SUPPLIED TEXT:
+ + + +
Euclid will make a 3D map of billions of galaxies to show how the universe has expanded and its structure evolved over the past 10 billion years. Scientists will study that data to detect, for example, how light from the galaxies is distorted by gravitational effects from matter — ordinary matter and dark matter — to try and determine the distribution of dark matter.

Euclid is not alone in its quest. NASA’s Nancy Grace Roman Space Telescope, formerly the Wide-Field Infrared Survey Telescope (WFIRST), will join the hunt when it’s launched in 2027. The Roman space telescope is managed at NASA’s Goddard Space Flight Center, which developed this chart showing how Euclid and Roman complement each other.

Credit: NASA Goddard Space Flight Center.

Euclid will observe a greater swath of the universe, about one-third, in optical and infrared wavelengths back 10 billion years in time to when the universe was 3 billion years old. Roman will observe only in the infrared and one-twentieth of the sky, looking back 2 billion years, but will see much fainter galaxies.

Ground-based telescopes, especially the National Science Foundation/Department of Energy Vera C. Rubin Observatory in Chile, are also searching for answers.

Euclid is named after the ancient Greek mathematician Euclid of Alexandria, who is heralded as the Father of Geometry. ESA says it chose that name because “the density of matter and energy is linked to the geometry of the universe.”
+ + + +
DATA EXTRACT:

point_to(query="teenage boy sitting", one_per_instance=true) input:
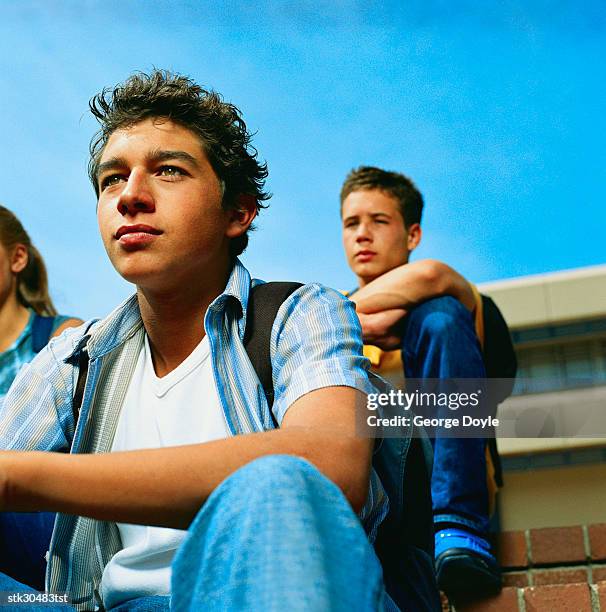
+ + + +
REQUIRED WORK:
Copy the Euclid passage starting with "Credit: NASA Goddard" and going on through "searching for answers.", switching "swath" to "portion".

ANSWER FOR THIS EXERCISE:
Credit: NASA Goddard Space Flight Center.

Euclid will observe a greater portion of the universe, about one-third, in optical and infrared wavelengths back 10 billion years in time to when the universe was 3 billion years old. Roman will observe only in the infrared and one-twentieth of the sky, looking back 2 billion years, but will see much fainter galaxies.

Ground-based telescopes, especially the National Science Foundation/Department of Energy Vera C. Rubin Observatory in Chile, are also searching for answers.